---- PASSAGE SHOWN

Created by Pretty R at

Are internal replications the solution to the replication crisis in Psychology? No.

Most Psychology findings are not replicable. What can be done? Stanford psychologist Michael Frank has an idea : Cumulative study sets with internal replication. ‘If I had to advocate for a single change to practice, this would be it.’ I took a look whether this makes any difference.

A recent paper in the journal Science has tried to replicate 97 statistically significant effects (Open Science Collaboration, 2015). In only 35 cases this was successful. Most findings were suddenly a lot weaker upon replication. This has led to a lot of soul searching among psychologists. Fortunately, the authors of the Science paper have made their data freely available. So, soul searching can be accompanied by trying out different ideas for improvements.

What can be done to solve Psychology’s replication crisis?

One idea to improve the situation is to demand study authors to replicate their own experiments in the same paper. Stanford psychologist Michael Frank writes:

If I had to advocate for a single change to practice, this would be it. In my lab we never do just one study on a topic, unless there are major constraints of cost or scale that prohibit that second study. Because one study is never decisive.* Build your argument cumulatively, using the same paradigm, and include replications of the key effect along with negative controls. […] If you show me a one-off study and I fail to replicate it in my lab, I will tend to suspect that you got lucky or p-hacked your way to a result. But if you show me a package of studies with four internal replications of an effect, I will believe that you know how to get that effect – and if I don’t get it, I’ll think that I’m doing something wrong.
If this argument were true, then the 41 studies which were successfully, conceptually replicated in their own paper should show higher rates of replication than the 56 studies which were not. Of the 41 internally replicated studies, 19 were replicated once, 10 twice, 8 thrice, 4 more than three times. I will treat all of these as equally internally replicated.

Are internal replications the solution? No.


So, does the data by the reprocucibility project show a difference? I made so-called violin plots, thicker parts represent more data points. In the left plot you see the reduction in effect sizes from a bigger original effect to a smaller replicated effect. The reduction associated with internally replicated effects (left) and effects which were only reported once in a paper (right) is more or less the same. In the right plot you can see the p-value of the replication attempt. The dotted line represents the arbitrary 0.05 threshold used to determine statistical significance. Again, replicators appear to have had as hard a task with effects that were found more than once in a paper as with effects which were only found once.

If you do not know how to read these plots, don’t worry. Just focus on this key comparison. 29% of internally replicated effects could also be replicated by an independent team (1 effect was below p = .055 and is not counted here). The equivalent number of not internally replicated effects is 41%. A contingency table Bayes factor test (Gunel & Dickey, 1974) shows that the null hypothesis of no difference is 1.97 times more likely than the alternative. In other words, the 12 %-point replication advantage for non-replicated effects does not provide convincing evidence for an unexpected reversed replication advantage. The 12%-point difference is not due to statistical power. Power was 92% on average in the case of internally replicated and not internally replicated studies. So, the picture doesn’t support internal replications at all. They are hardly the solution to Psychology’s replication problem according to this data set.

--------
---- RECORDS SHOWN

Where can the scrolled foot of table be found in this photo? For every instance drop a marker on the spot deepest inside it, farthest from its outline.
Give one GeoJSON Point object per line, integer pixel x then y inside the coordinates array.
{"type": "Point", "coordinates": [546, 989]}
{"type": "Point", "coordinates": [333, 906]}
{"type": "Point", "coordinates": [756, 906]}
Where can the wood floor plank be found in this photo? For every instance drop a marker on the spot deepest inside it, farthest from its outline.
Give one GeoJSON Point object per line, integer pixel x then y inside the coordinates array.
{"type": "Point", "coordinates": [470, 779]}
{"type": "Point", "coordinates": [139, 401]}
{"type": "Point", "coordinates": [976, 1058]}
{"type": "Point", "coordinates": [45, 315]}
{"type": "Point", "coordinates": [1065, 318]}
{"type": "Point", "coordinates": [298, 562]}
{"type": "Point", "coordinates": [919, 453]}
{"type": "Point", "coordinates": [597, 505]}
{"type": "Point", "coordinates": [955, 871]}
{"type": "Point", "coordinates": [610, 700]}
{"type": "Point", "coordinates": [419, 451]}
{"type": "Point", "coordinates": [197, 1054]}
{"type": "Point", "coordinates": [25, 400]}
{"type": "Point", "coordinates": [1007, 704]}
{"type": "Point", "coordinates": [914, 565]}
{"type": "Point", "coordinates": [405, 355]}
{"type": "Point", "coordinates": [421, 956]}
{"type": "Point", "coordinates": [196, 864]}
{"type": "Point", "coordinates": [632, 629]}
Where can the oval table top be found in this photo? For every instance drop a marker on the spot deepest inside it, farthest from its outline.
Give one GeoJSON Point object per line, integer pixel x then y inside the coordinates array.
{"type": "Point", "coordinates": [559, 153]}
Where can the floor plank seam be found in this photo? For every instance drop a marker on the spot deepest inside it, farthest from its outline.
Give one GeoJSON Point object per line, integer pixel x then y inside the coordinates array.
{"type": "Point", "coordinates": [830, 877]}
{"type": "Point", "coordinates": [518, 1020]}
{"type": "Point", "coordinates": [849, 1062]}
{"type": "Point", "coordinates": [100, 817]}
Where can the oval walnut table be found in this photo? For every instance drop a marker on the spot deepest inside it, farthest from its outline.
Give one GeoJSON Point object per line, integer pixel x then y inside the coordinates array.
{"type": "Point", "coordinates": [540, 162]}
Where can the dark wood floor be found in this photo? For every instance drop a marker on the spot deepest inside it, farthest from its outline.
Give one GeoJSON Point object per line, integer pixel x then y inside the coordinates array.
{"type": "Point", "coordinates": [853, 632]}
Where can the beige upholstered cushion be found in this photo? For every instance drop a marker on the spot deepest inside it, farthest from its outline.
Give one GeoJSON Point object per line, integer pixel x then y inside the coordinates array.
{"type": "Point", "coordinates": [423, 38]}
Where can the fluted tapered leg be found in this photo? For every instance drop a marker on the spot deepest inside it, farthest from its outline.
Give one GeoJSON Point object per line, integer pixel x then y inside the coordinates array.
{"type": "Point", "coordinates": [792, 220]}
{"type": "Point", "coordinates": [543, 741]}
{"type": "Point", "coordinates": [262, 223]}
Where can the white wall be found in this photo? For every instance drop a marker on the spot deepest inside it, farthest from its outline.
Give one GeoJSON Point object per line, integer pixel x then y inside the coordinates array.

--------

* **TASK INSTRUCTIONS**
A. Reproduce the stretch of the replication post from "Most Psychology findings" through "ideas for improvements.", word for word.
B. Answer these questions using the replication post, one line each:
(i) How many statistically significant effects did the paper in Science try to replicate?
(ii) What was the average power of the studies?
(iii) Of the 41 internally replicated studies, how many were replicated twice?
C. For each statement, say yes or no depending on whether the replication post agrees with it, and quote the deciding words from the post:
(i) Michael Frank is a psychologist at Stanford.
(ii) The dotted line in the right plot marks a 0.01 threshold.
(iii) Independent teams replicated internally replicated effects more often than effects that were not internally replicated.

* **ANSWERS BELOW**
A.
Most Psychology findings are not replicable. What can be done? Stanford psychologist Michael Frank has an idea : Cumulative study sets with internal replication. ‘If I had to advocate for a single change to practice, this would be it.’ I took a look whether this makes any difference.

A recent paper in the journal Science has tried to replicate 97 statistically significant effects (Open Science Collaboration, 2015). In only 35 cases this was successful. Most findings were suddenly a lot weaker upon replication. This has led to a lot of soul searching among psychologists. Fortunately, the authors of the Science paper have made their data freely available. So, soul searching can be accompanied by trying out different ideas for improvements.

B.
(i) 97
(ii) 92%
(iii) 10

C.
(i) Yes: "Stanford psychologist Michael Frank"
(ii) No: "The dotted line represents the arbitrary 0.05 threshold used to determine statistical significance."
(iii) No: "29% of internally replicated effects could also be replicated by an independent team" and "The equivalent number of not internally replicated effects is 41%."